- [What to work on]: Convert all the rows below into a Markdown table with the columns No and Text. Number the rows in order and leave out any blank lines.

- [Material for this exercise]:

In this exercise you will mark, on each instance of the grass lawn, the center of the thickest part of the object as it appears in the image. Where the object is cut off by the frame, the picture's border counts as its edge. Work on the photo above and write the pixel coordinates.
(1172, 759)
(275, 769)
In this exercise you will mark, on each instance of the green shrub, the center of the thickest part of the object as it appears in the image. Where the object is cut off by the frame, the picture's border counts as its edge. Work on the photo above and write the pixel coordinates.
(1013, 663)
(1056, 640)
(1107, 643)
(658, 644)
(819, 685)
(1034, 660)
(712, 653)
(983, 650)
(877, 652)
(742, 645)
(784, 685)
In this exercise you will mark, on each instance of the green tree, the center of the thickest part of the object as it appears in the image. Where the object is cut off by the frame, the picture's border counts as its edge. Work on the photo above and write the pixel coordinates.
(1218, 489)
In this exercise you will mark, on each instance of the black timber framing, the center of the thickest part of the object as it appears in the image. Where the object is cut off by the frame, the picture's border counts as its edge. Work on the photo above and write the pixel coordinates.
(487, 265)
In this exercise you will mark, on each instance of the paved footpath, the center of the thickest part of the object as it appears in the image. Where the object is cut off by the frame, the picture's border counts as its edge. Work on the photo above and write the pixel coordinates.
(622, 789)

- [Exercise solution]:
| No | Text |
|---|---|
| 1 | In this exercise you will mark, on each instance of the grass lawn, the center of the thickest part of the object as it appears in the image. Where the object is cut off by the frame, the picture's border counts as its edge. Work on the photo above and write the pixel coordinates. |
| 2 | (1172, 759) |
| 3 | (275, 769) |
| 4 | In this exercise you will mark, on each instance of the green shrub, the center of the thickest part of the object as it appears in the image. Where the object is cut off by the frame, the picture's border counts as its edge. Work on the photo above and write the pixel coordinates. |
| 5 | (1013, 663) |
| 6 | (1056, 640) |
| 7 | (1107, 643) |
| 8 | (658, 644) |
| 9 | (819, 685) |
| 10 | (1034, 660) |
| 11 | (712, 653) |
| 12 | (983, 650) |
| 13 | (877, 652) |
| 14 | (742, 645) |
| 15 | (784, 685) |
| 16 | In this exercise you will mark, on each instance of the green tree, the center of the thickest part of the object as it appears in the image. Where the object is cut off by the frame, the picture's border counts as its edge. Work on the photo above and write the pixel coordinates. |
| 17 | (1218, 489) |
| 18 | In this exercise you will mark, on each instance of the black timber framing, the center of the thickest part of the object as it appears in the image. Where the object is cut off by the frame, the picture's border counts as its edge. Work on the photo above and write the pixel coordinates. |
| 19 | (487, 265) |
| 20 | In this exercise you will mark, on each instance of the paved footpath, the center of the thickest part of the object as it appears in the image. Where the object is cut off by the frame, the picture's border counts as its edge. Work on the photo above and write the pixel coordinates. |
| 21 | (622, 789) |